» **Article**:
— begin —

Hong Kong Transformer Models And Other NLP Resources

出嚟食飯
3 min readJul 8, 2020

--

I got access to TensorFlow Research Cloud for a month, so I spent most of that time training transformer models with Hongkongese data. This post summarize the models and other NLP resources I created so far.

ELECTRA and XLNet Models

ELECTRA is the transformer model trained with a generator/discriminator pair. It is very efficient because all tokens are trained at the same time. I trained all three sizes and make them available.

XLNet is another transformer model based on Transformer-XL, trained to understand bidirectional context. The special thing about it is the ability to generate text. I thought it might be fun to play with a model like that.

This research is supported with Cloud TPUs from Google’s TensorFlow Research Cloud (TFRC). I trained all models with TPUv3s using exclusively data from Hong Kong. The goal is to create models that understands Hongkongese / Cantonese / Yue. Details about training and evaluation results are available on GitHub.

The trained models are shared through the Huggingface Transformers framework. I use Transformers at work and think it’s the easiest way to get started on any NLP tasks. There are several Chinese models to fall back to if these don’t work well for you.

— end —

» **Written request A**:
In the records, substitute "aerial image" for "overhead image", starting at the line that contains "find the handwritten" and ending at the line that contains "268, 262, 295, 318". Give those lines again with nothing else altered.

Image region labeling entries
— begin —

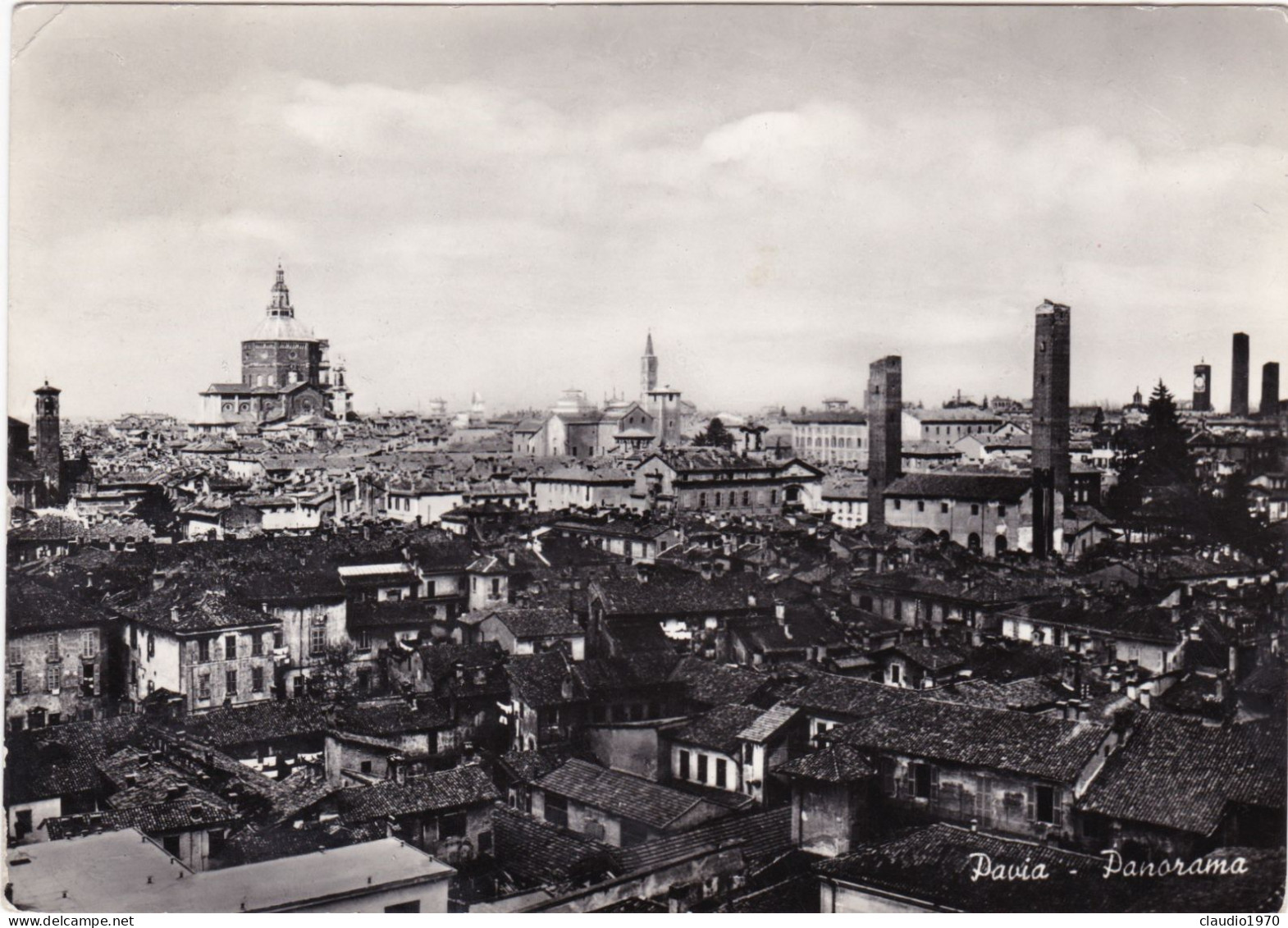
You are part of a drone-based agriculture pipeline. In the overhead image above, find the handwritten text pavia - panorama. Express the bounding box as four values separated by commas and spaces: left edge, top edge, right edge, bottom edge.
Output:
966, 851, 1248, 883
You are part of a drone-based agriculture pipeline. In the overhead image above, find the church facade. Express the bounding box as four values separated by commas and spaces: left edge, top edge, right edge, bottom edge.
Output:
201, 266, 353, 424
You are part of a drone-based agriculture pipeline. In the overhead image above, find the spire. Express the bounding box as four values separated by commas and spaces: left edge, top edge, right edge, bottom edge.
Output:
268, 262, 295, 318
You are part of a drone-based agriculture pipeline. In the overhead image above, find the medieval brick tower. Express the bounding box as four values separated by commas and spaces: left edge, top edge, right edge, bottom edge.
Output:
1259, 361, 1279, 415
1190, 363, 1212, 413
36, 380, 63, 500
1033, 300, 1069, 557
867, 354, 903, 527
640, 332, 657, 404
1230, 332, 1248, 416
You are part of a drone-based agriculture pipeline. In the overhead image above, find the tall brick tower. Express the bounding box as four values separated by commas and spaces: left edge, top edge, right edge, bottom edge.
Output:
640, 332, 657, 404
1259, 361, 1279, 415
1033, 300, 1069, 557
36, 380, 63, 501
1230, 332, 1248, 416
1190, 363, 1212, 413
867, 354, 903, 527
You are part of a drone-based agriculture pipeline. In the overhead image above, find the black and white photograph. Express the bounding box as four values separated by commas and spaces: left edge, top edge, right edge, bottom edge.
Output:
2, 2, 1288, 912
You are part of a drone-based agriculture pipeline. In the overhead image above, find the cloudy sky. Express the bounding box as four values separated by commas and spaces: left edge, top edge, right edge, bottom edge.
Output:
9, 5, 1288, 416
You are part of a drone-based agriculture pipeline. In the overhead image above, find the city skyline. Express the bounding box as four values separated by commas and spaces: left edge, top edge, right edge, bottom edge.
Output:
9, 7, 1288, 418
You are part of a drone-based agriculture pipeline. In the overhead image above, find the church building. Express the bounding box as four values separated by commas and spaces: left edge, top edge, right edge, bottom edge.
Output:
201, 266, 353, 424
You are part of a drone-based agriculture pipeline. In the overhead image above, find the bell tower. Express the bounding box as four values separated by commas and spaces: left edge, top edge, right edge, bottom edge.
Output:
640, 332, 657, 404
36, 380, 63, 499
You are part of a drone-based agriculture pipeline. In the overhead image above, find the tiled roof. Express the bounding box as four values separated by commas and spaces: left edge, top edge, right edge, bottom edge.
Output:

— end —
— begin —

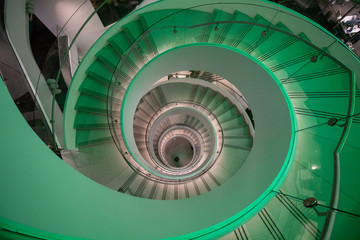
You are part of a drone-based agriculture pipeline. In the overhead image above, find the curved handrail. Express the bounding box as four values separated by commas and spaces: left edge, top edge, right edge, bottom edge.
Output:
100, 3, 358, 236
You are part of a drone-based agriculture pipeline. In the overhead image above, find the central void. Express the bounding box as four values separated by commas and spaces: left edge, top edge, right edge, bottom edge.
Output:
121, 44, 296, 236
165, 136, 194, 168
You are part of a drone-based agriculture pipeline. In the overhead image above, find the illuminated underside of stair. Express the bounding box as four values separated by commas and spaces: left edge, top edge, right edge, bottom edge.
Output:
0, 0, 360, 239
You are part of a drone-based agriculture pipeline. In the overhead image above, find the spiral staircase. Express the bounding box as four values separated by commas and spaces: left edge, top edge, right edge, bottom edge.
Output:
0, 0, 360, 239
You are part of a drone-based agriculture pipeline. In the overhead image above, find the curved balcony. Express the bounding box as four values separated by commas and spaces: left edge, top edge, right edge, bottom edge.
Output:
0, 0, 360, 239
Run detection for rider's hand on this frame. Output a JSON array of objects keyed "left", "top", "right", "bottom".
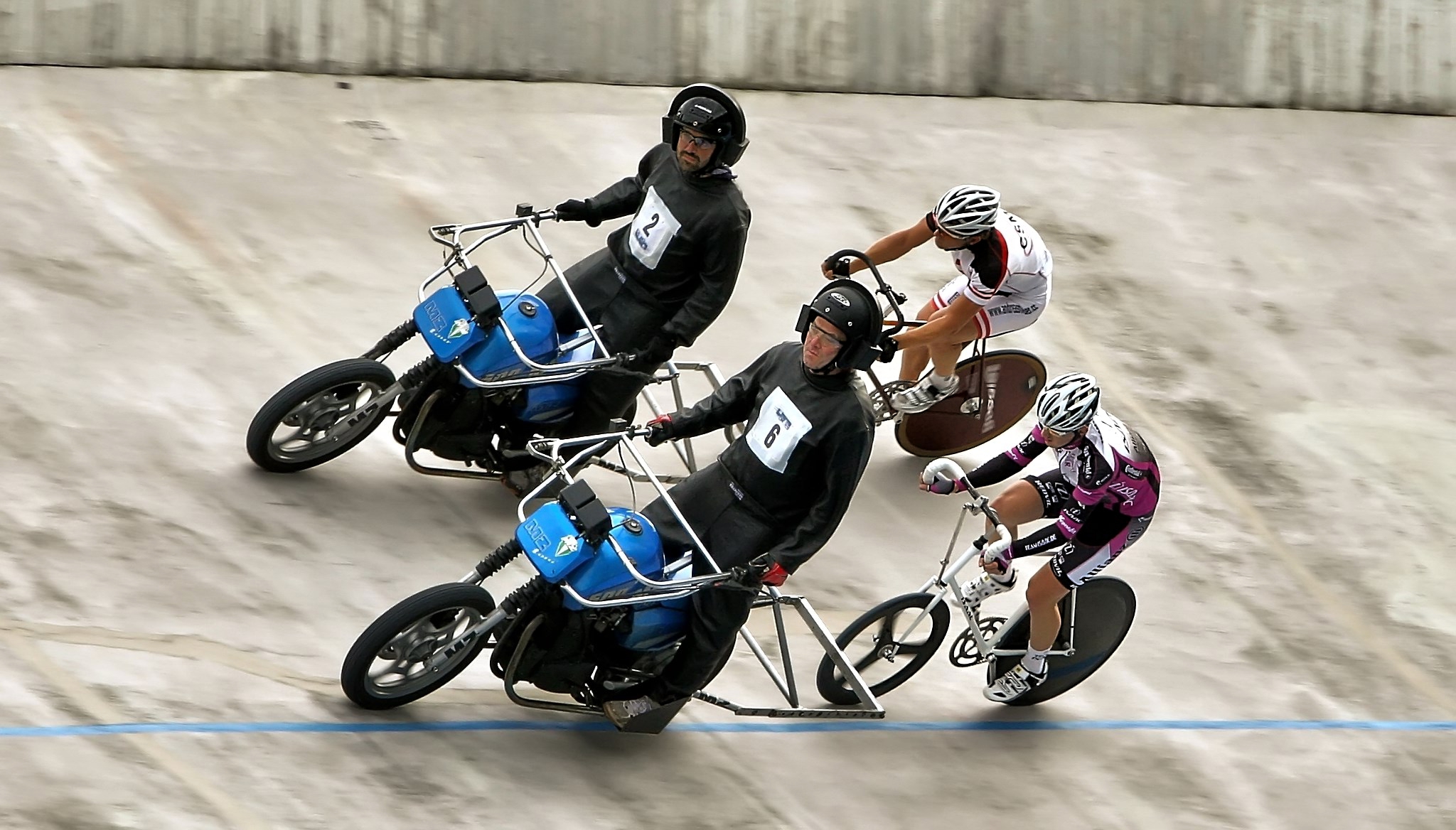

— end —

» **Written request B**:
Proceed with the post on Hong Kong transformer models and NLP resources, picking up right after its last sentence.

» **Exercise answer A**:
You are part of a drone-based agriculture pipeline. In the aerial image above, find the handwritten text pavia - panorama. Express the bounding box as four values separated by commas and spaces: left edge, top edge, right edge, bottom edge.
Output:
966, 851, 1248, 883
You are part of a drone-based agriculture pipeline. In the aerial image above, find the church facade. Express the bounding box as four values separated by commas and spaces: left edge, top edge, right edge, bottom edge.
Output:
201, 266, 353, 424
You are part of a drone-based agriculture pipeline. In the aerial image above, find the spire. Express the bounding box as four values separated by commas and spaces: left edge, top edge, right edge, bottom edge.
Output:
268, 262, 295, 318

» **Exercise answer B**:
Consult the Transformers documentations on how to load them.

Hongkongese Evaluation Datasets

Most Chinese evaluation datasets out there are in Simplified Chinese, with just a few in Traditional Chinese. To evaluate the models for Hongkongese, I created two datasets before. Discussion of these datasets can be found in my previous post.

  • OpenRice Sentiment Analysis — classify a restaurant review as either cry face, okay face or smile face
  • LIHKG Categorization— categorize a thread based on the first post, requires broad general knowledge because common sense things are often not explained

Words HK Semantic Similarity Dataset

This time, I created another dataset based on dictionary definitions from words.hk. The task is setup as a binary classification task to infer if a dictionary word definition matches correctly. The word and definition are each paired with incorrect entries to make it pseudo-multiple choice.

Example entry in the words.hk dataset.

Words.hk is a better source than Wiktionary because these dictionary definition are written by Hongkongers to reflect Hongkongese usage. Words in the dictionary are not limited to vernacular or slang language. It is well suited to test general language knowledge of models.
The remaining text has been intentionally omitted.